My goodness. You don’t have to look far to find a lot Google bashing in regard to penalizing link sellers. It’s a pretty big topic right now, and you can’t waste countless hours of company-paid time on Sphinn without seeing at least three posts on the subject (umm…I mean after work). A lot of bloggers are pretty upset, and rightfully so, I think. But does the move to penalize bloggers for selling links that pass PageRank make Google evil?
Let’s look at some of the issues. In one corner, you have a lot of people that believe that there is a real problem when Google is penalizing sites that sell links. I mean, why can’t I sell links? It’s my site. Right? Right. Now, you’re going to penalize my site because I’m selling links? What the hell?
And then, in the other corner, you have Google. Hey, those links you are selling don’t have a nofollow tag. They are getting PR this way, and manipulating our index. We are getting crappy sites pulling up all over the place. For heaven’s sake, what if someone has a tumor?
So, who’s right? Well, both of us, them, we, I, and you. Each side has some really good arguments. Like, how the hell does Google know that this link is sold? And what if I whole heartedly believe in this link? Maybe I want it to do better to share with the rest of my online brethren. Or, Google thinks, why on Earth would you write a review on a spammy product, telling everyone you believe in it, without doing any research on the product, taking your money, screwing up our results, and spamming the place up?
In the end, we have to remember something. Google is a company. They have an interest to protect, and they are taking the actions to do so. It’s easy to think that they owe us something, and they do. But they don’t owe us as bloggers or SEO’s, they owe us as users. So imagine, if you will, that Google let the whole paid links debate go, and removed all restrictions on the practice. I don’t know about most of you, but I would run out of money long before some other larger companies did, and they would outrank me rather quickly. To me, I would think that Google could come up with a better way of determining quality other than broadly punishing the practice of selling links, but for the time they aren’t. It sucks to think that they probably won’t. It’s just too easy for them to act in the way they are, and it protects their own ad sales as a bonus. So, what do we do?

• _Information provided_
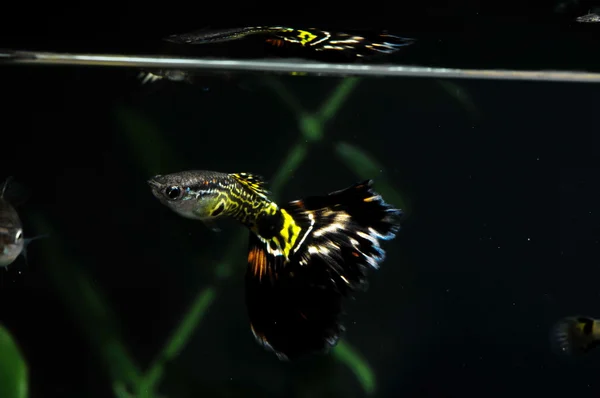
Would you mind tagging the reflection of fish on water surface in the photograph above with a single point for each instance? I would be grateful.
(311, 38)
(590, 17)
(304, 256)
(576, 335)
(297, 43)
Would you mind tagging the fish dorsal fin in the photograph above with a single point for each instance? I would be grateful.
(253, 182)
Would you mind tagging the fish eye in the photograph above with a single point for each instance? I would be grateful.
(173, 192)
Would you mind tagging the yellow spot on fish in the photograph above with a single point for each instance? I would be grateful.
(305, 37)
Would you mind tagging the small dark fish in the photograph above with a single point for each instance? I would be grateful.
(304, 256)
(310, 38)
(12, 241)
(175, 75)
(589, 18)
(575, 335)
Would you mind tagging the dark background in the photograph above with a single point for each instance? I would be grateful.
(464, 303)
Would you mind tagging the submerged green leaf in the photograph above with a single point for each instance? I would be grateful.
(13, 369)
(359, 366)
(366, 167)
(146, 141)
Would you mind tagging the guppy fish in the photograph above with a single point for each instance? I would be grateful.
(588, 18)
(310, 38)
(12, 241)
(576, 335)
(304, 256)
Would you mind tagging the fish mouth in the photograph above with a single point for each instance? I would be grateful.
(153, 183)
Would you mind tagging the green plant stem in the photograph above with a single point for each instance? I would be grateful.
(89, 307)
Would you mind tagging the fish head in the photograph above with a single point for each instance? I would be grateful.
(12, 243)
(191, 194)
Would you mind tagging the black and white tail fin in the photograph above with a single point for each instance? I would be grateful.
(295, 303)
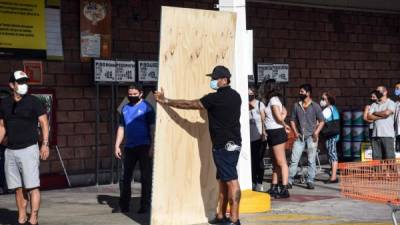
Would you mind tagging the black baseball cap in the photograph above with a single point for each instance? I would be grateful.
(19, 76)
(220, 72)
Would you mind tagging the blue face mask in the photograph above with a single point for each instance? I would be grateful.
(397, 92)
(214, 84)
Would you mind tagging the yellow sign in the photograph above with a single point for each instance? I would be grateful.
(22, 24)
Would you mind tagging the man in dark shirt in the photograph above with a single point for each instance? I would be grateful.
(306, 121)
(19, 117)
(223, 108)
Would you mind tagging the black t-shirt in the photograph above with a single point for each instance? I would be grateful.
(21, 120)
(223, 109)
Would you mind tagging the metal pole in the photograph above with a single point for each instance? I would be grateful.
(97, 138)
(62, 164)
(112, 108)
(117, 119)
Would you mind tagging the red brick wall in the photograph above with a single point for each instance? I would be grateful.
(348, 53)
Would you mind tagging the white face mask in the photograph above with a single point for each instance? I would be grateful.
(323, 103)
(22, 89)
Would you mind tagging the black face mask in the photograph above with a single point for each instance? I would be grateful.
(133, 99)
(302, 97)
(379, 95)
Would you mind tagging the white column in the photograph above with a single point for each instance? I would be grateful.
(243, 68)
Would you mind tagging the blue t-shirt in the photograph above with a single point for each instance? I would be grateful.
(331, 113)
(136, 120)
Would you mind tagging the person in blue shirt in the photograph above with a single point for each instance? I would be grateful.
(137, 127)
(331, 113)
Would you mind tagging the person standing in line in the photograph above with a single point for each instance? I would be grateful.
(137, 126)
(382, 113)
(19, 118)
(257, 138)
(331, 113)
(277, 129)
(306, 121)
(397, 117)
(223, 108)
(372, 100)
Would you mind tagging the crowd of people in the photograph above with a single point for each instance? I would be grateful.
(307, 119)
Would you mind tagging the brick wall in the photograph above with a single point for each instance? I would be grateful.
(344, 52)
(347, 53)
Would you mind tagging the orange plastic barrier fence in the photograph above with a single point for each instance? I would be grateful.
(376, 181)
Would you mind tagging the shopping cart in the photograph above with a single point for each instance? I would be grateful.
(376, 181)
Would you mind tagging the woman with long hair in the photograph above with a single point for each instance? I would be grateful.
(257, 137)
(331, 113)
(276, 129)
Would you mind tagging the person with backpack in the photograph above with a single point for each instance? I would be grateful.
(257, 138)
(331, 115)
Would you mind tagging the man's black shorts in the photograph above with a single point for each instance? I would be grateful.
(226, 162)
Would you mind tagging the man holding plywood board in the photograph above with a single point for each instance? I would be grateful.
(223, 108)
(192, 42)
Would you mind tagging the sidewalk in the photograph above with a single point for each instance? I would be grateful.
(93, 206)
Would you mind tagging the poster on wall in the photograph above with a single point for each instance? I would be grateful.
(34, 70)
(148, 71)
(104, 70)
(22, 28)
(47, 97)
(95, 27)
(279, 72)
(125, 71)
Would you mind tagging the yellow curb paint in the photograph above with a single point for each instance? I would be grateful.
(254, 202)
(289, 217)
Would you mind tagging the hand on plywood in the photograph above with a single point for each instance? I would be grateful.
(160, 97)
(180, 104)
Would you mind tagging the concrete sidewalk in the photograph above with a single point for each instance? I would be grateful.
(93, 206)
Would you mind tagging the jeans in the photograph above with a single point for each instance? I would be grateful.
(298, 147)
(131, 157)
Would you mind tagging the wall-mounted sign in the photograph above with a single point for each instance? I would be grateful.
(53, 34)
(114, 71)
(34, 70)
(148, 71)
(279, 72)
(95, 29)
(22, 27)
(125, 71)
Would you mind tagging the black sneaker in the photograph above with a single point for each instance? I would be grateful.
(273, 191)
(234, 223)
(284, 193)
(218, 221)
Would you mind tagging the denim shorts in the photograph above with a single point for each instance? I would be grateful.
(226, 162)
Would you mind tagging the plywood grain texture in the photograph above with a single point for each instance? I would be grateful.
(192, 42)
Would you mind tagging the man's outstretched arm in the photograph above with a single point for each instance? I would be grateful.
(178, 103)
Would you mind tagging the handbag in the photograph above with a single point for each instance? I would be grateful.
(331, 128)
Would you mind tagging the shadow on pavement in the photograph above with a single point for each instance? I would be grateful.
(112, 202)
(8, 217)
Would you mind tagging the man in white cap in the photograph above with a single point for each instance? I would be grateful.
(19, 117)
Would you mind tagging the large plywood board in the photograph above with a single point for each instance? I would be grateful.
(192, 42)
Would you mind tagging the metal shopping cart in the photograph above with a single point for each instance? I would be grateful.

• _What this exercise asks_
- A) List every sentence ending in a question mark in the paragraph of the blog post that begins "Let's look at some of the issues."
- B) Answer these questions from the blog post:
(i) At least how many posts on the subject does one see on Sphinn?
(ii) Which tag do Google's people say the sold links lack?
(iii) What does the writer say Google's way of acting protects as a bonus?
- C) Output everything in the blog post from "So, who’s right?" down to "the place up?".
The material has nothing to do with the blog post.

• _Numbered answers_
- A)
I mean, why can't I sell links?
Right?
Now, you're going to penalize my site because I'm selling links?
What the hell?

- B)
(i) Three.
(ii) A nofollow tag.
(iii) Their own ad sales.

- C)
So, who’s right? Well, both of us, them, we, I, and you. Each side has some really good arguments. Like, how the hell does Google know that this link is sold? And what if I whole heartedly believe in this link? Maybe I want it to do better to share with the rest of my online brethren. Or, Google thinks, why on Earth would you write a review on a spammy product, telling everyone you believe in it, without doing any research on the product, taking your money, screwing up our results, and spamming the place up?